*** SOURCE EXCERPT
# Symetre 2500 question



## JimD (May 25, 2004)

Need a little help.

Went to oil the reel after a little dunk and when I opened up the bail I had the spring system 7790-7787 popped out. Cannot seem to the it back together correctly. Anyone have directions or picture on how it goes back together and works ? 

Thanks,

Jim


----------



## Dipsay (Apr 28, 2006)

JimD said:


> Need a little help.
> 
> Went to oil the reel after a little dunk and when I opened up the bail I had the spring system 7790-7787 popped out. Cannot seem to the it back together correctly. Anyone have directions or picture on how it goes back together and works ?
> 
> ...


 Yeah those can be a little tricky sometimes to get back together. Here's the schematics . BTW was that a FJ or an RJ model? 
http://fish.shimano.com/publish/con.../index/customer_service0/Reel_Schematics.html


----------



## JimD (May 25, 2004)
******
*** RECORDED DATA
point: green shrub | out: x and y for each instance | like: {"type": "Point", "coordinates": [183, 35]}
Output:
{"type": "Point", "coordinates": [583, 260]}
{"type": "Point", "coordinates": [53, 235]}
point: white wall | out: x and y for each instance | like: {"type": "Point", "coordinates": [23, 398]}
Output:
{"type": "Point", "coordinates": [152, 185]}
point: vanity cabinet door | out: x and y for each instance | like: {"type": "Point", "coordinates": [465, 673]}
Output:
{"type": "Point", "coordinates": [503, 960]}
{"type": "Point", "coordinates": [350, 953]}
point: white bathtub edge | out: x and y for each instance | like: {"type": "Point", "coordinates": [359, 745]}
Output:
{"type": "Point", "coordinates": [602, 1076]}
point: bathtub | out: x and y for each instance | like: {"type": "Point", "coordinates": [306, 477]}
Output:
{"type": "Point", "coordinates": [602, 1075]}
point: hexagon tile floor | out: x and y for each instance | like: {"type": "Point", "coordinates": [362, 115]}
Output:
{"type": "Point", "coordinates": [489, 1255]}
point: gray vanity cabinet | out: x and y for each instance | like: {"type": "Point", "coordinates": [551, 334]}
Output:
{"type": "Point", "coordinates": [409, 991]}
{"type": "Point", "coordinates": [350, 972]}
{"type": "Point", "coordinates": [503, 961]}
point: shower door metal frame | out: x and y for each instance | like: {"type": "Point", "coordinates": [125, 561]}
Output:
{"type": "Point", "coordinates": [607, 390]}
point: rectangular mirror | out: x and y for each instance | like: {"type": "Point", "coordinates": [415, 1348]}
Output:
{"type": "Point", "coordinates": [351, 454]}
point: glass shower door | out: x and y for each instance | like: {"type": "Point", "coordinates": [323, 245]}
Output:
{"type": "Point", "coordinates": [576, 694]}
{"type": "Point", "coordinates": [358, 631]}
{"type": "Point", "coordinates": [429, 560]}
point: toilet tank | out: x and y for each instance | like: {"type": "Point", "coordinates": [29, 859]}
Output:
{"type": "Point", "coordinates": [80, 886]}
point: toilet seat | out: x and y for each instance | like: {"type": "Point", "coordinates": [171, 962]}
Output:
******
PROBLEMS AND TASKS =
A: In the Symetre 2500 thread above, do these statements agree with the text? Answer yes or no for each and quote the words that decide it. (i) JimD went to oil the reel after it got a little dunk. (ii) Dipsay says the spring system is easy to put back together. (iii) Dipsay asks whether the reel was an FJ or an RJ model.
B: Repeat everything in the Symetre 2500 thread from "## Dipsay (Apr" down to "an RJ model?".
C: Translate this sentence from the Symetre 2500 thread into Spanish: "Yeah those can be a little tricky sometimes to get back together."

SOLUTIONS TO EACH TASK =
A:
(i) Yes: "Went to oil the reel after a little dunk"
(ii) No: "Yeah those can be a little tricky sometimes to get back together."
(iii) Yes: "BTW was that a FJ or an RJ model?"

B:
## Dipsay (Apr 28, 2006)

JimD said:


> Need a little help.
> 
> Went to oil the reel after a little dunk and when I opened up the bail I had the spring system 7790-7787 popped out. Cannot seem to the it back together correctly. Anyone have directions or picture on how it goes back together and works ?
> 
> ...


 Yeah those can be a little tricky sometimes to get back together. Here's the schematics . BTW was that a FJ or an RJ model?

C: Sí, a veces puede ser un poco complicado volver a armarlos.